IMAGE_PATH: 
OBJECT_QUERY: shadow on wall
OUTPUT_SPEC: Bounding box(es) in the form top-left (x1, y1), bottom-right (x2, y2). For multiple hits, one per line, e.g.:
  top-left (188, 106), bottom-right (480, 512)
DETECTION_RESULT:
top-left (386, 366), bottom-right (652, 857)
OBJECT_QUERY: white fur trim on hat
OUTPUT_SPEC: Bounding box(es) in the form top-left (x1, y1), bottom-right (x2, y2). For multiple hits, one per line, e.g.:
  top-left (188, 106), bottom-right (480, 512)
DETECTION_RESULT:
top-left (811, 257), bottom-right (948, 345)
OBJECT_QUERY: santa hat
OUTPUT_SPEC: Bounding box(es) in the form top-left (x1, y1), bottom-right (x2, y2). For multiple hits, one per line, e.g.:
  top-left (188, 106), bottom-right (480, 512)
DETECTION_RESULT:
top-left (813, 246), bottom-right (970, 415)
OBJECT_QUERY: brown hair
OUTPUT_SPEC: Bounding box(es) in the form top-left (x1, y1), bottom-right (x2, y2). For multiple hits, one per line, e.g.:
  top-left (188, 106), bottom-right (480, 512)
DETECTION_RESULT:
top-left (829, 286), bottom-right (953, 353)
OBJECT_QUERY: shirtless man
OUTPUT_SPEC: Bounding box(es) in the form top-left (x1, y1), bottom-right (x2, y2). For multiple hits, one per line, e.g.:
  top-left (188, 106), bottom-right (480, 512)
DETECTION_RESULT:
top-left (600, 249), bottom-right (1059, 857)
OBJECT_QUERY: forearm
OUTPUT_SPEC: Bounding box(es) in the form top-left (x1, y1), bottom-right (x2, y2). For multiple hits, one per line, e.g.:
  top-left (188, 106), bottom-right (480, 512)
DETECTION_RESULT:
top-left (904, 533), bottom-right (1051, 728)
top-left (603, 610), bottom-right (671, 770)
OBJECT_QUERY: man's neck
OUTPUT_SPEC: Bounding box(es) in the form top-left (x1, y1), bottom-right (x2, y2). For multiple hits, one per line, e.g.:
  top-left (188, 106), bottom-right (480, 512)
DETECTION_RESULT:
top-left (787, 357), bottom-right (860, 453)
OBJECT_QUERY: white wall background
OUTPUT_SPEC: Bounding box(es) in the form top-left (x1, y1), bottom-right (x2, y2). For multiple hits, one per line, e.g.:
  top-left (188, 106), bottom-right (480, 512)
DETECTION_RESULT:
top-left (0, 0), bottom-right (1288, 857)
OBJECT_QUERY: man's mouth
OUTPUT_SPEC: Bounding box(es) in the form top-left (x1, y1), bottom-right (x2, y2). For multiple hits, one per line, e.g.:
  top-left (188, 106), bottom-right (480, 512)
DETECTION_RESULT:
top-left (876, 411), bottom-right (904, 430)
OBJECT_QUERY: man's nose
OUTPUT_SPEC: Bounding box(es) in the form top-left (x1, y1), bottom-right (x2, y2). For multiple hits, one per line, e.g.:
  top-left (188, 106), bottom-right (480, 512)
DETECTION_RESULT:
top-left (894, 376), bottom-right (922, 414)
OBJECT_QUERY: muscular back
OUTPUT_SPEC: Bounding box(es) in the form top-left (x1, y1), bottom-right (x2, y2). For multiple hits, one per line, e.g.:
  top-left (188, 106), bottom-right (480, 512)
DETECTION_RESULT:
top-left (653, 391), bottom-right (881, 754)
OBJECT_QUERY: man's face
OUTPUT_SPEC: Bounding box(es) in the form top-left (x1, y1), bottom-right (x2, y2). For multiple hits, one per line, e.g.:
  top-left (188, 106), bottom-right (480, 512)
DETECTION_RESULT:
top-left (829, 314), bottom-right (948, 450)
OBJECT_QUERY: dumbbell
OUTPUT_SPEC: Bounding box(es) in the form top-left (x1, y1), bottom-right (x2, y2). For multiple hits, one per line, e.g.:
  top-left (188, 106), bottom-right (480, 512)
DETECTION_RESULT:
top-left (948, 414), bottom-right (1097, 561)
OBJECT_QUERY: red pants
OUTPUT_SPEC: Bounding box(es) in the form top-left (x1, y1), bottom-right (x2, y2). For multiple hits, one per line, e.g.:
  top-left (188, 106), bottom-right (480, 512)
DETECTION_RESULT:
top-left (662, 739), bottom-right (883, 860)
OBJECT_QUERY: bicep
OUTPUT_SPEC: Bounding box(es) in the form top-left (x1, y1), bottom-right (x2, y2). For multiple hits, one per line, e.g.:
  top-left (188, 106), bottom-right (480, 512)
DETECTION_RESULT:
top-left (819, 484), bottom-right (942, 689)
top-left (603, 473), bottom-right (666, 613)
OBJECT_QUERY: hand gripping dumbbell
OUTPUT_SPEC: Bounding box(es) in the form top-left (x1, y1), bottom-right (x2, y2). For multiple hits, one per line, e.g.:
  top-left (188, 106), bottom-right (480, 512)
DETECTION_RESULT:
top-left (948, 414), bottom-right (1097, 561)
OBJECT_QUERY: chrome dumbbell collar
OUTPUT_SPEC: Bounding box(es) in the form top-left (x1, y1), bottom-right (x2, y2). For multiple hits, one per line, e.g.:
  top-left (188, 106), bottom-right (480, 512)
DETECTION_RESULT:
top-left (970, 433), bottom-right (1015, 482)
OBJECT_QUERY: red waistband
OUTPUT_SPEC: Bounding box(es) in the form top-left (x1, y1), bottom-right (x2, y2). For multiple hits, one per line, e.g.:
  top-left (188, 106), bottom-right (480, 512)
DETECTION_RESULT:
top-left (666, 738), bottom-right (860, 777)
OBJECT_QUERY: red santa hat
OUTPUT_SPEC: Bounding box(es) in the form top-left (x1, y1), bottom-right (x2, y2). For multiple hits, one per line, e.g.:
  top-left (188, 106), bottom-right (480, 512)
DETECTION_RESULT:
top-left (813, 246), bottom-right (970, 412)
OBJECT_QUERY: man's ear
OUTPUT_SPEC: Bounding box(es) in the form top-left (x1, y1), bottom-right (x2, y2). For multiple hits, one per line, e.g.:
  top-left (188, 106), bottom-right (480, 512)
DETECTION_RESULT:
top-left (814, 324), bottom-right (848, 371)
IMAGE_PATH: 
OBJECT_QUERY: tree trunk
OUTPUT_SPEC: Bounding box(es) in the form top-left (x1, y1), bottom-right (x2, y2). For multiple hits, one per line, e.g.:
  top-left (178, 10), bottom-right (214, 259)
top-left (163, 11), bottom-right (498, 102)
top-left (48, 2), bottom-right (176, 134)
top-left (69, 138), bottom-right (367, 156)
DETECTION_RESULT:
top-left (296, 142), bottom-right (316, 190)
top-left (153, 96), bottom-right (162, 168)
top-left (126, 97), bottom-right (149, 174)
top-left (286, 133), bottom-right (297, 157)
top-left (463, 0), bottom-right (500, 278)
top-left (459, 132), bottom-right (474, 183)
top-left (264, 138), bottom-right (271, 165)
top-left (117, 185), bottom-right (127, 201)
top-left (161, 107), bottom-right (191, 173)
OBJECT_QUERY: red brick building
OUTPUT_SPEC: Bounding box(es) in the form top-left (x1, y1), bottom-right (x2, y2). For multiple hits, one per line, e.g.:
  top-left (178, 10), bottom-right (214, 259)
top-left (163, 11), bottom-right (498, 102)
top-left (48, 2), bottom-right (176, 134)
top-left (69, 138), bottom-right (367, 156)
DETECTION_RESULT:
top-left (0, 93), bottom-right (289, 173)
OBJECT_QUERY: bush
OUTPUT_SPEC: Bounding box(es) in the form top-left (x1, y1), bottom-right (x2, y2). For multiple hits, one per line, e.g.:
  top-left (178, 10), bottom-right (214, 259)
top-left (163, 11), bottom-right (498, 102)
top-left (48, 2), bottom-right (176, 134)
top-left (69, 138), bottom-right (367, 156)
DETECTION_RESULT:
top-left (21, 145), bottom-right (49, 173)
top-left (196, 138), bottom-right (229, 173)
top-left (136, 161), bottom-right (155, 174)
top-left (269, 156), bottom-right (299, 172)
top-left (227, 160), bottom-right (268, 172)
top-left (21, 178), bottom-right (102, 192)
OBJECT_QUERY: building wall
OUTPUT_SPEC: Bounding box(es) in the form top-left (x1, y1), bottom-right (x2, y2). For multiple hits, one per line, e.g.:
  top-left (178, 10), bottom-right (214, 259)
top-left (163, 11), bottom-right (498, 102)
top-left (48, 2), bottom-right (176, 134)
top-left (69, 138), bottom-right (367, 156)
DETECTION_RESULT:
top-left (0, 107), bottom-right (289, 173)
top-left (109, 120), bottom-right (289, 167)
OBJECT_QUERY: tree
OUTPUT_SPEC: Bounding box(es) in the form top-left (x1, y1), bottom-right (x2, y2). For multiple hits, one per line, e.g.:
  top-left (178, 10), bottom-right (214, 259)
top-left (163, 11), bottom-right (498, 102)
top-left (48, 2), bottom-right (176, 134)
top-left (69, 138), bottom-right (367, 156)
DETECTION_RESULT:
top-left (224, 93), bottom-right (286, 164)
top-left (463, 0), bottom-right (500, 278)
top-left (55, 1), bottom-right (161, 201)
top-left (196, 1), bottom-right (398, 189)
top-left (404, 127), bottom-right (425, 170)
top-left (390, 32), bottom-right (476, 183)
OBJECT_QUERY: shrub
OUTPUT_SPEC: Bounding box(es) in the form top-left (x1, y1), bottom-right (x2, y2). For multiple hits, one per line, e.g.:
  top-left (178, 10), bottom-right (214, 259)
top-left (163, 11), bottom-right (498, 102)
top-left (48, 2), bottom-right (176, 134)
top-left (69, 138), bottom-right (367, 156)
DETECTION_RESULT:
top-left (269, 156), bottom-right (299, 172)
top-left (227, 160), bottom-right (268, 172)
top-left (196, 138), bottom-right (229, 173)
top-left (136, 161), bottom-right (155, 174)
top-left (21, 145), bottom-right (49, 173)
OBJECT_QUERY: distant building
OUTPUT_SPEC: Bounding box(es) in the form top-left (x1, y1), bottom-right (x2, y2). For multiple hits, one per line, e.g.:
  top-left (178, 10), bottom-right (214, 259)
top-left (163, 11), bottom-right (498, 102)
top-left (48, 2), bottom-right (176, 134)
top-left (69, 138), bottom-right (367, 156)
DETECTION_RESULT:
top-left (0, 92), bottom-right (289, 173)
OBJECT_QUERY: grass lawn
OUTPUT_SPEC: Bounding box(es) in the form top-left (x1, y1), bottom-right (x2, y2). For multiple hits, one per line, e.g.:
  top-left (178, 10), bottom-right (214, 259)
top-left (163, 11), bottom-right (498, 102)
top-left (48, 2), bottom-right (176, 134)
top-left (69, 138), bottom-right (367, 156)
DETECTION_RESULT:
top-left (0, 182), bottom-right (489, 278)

Job:
Write out, character for character, the lines of the records above from the line containing "OBJECT_QUERY: white wall background" through the line containing "top-left (894, 376), bottom-right (922, 414)", including both of those lines.

The response:
OBJECT_QUERY: white wall background
OUTPUT_SPEC: Bounding box(es) in the form top-left (x1, y1), bottom-right (x2, y2). For multiple hits, one per line, e.g.:
  top-left (188, 106), bottom-right (480, 512)
DETECTION_RESULT:
top-left (0, 0), bottom-right (1288, 857)
OBJECT_QUERY: man's mouth
OUTPUT_SPEC: Bounding box(es) in the form top-left (x1, y1), bottom-right (x2, y2). For multiple hits, one per line, e.g.:
  top-left (188, 106), bottom-right (480, 512)
DETECTION_RESULT:
top-left (876, 411), bottom-right (904, 430)
OBJECT_QUERY: man's nose
OUTPUT_SPEC: Bounding box(es) in the form top-left (x1, y1), bottom-right (x2, y2). For multiple hits, one per line, e.g.:
  top-left (188, 106), bottom-right (480, 512)
DETECTION_RESULT:
top-left (894, 376), bottom-right (922, 414)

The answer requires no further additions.